ЗАДАНИЕ
Ответьте по отрывку о Солженицыне и «Новом мире» на три вопроса:
(a) На каком языке был «Раковый корпус», стоявший на этажерке в коридоре?
(b) Какого числа Солженицын пришел в «Новый мир» на обсуждение повести?
(c) Какого числа письмо ушло Владимиру Лебедеву?

ОТРЫВОК ТЕКСТА
========================================
Бублики с улицы Чехова
“Le Pavillon des Cancereux”. Покетбук с таким названием, обернутый в бумагу, стоял во втором ряду (что важно) книг на этажерке в коридоре. Весь дом, включая встроенные шкафы, был заполнен книгами, и коридор не был исключением. Я любил копаться во встроенных шкафах, там было много книг в мягких обложках, что-то по общественным наукам и даже непонятно откуда взявшийся номер The New York Times Magazine формата нашего “Огонька” со статьей с потрясающими иллюстрациями и запоминающимся названием “The Tyranny of the Yale Critics” (нам бы ваши проблемы, guys). Господи, кто этот журнал притаранил в наш дом? Даже мои диссидентствующие друзья приносили только поэтический самиздат в разноцветных переплетах. Словом, “Раковый корпус” на французском – это мой первый Солженицын, он же Солж на сленге соответствующей социальной группы.
Летом 1962-го Александр Твардовский вызвал в редакцию “Нового мира” телеграммой Александра Солженицына. После того как восхитившийся “Одним днем Ивана Денисовича” помощник Хрущева Владимир Лебедев предложил Твардовскому писать письмо “Самому” с просьбой одобрить публикацию повести, главный редактор решил провести обсуждение вещи в самой редакции.
23 июня 1962 года Солженицын пришел в “Новый мир”, где в кабинете главного за чаем с особыми бубликами, которые продавались только на углу улицы Чехова и Садового кольца, началось обсуждение повести “Щ-854”, которую сам автор называл “рассказом”.
Были изложены замечания, пришедшие “сверху”, и пожелания сотрудников редакции. С критическим выступлением переборщил зам Твардовского и его сосед по дому на Котельнической набережной Александр Дементьев. Согласно записям Владимира Лакшина, только-только приступившего к работе в “Новом мире”, Солженицын обиделся и сказал: “Мне цельность этой вещи дороже напечатания”. Сам писатель утверждал в “Бодался теленок с дубом”, что произнес следующее: “Десять лет я ждал и могу еще десять лет подождать. Я не тороплюсь. Моя жизнь от литературы не зависит. Верните мне рукопись, я уеду”.
Этого Твардовский, нашедший свою золотую жилу в “Иване Денисовиче”, допустить не мог – обсуждение было свернуто. Солженицын начал работу с замечаниями верхов. А в редакции взялись за долгое и мучительное сочинение письма Хрущеву, где каждое слово могло стать миной, способной оборвать надежды на публикацию. Только 6 августа письмо ушло Владимиру Лебедеву, чья “безусловная тихая интеллигентность” при последующем знакомстве понравится Солженицыну.
Начался период долгого и тревожного ожидания, которое длилось и до подготовки письма Хрущеву, когда Твардовский переписал еще раз возможное предисловие к публикации “рассказа”, и после того, как оно ушло в ЦК. Главный редактор уехал в отпуск и, мучаясь от жары в Коктебеле, пытался дорабатывать “Теркина на том свете”. Письмо же из “Нового мира” Хрущеву было составлено как во многом личное: “Я не стал бы посягать на Ваше время по частному литературному делу, если бы не этот поистине исключительный случай. Речь идет о поразительно талантливой повести А. Солженицына «Один день Ивана Денисовича»… Но в силу необычности материала, освещаемого в повести, я испытываю настоятельную потребность в Вашем совете и одобрении”.
========================================
ИСХОДНЫЙ МАТЕРИАЛ
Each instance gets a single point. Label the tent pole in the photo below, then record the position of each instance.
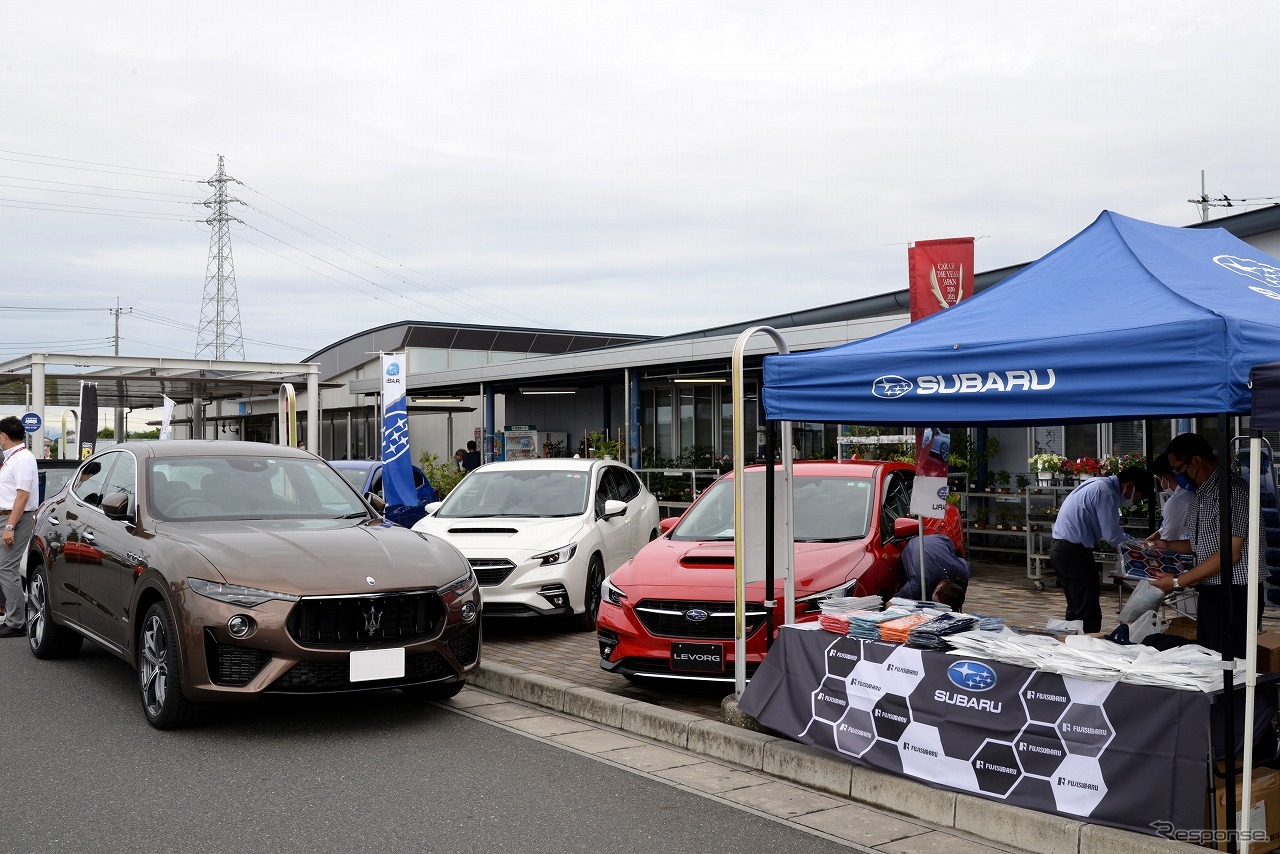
========================================
ОТВЕТ
(a) На французском.
(b) 23 июня 1962 года.
(c) 6 августа.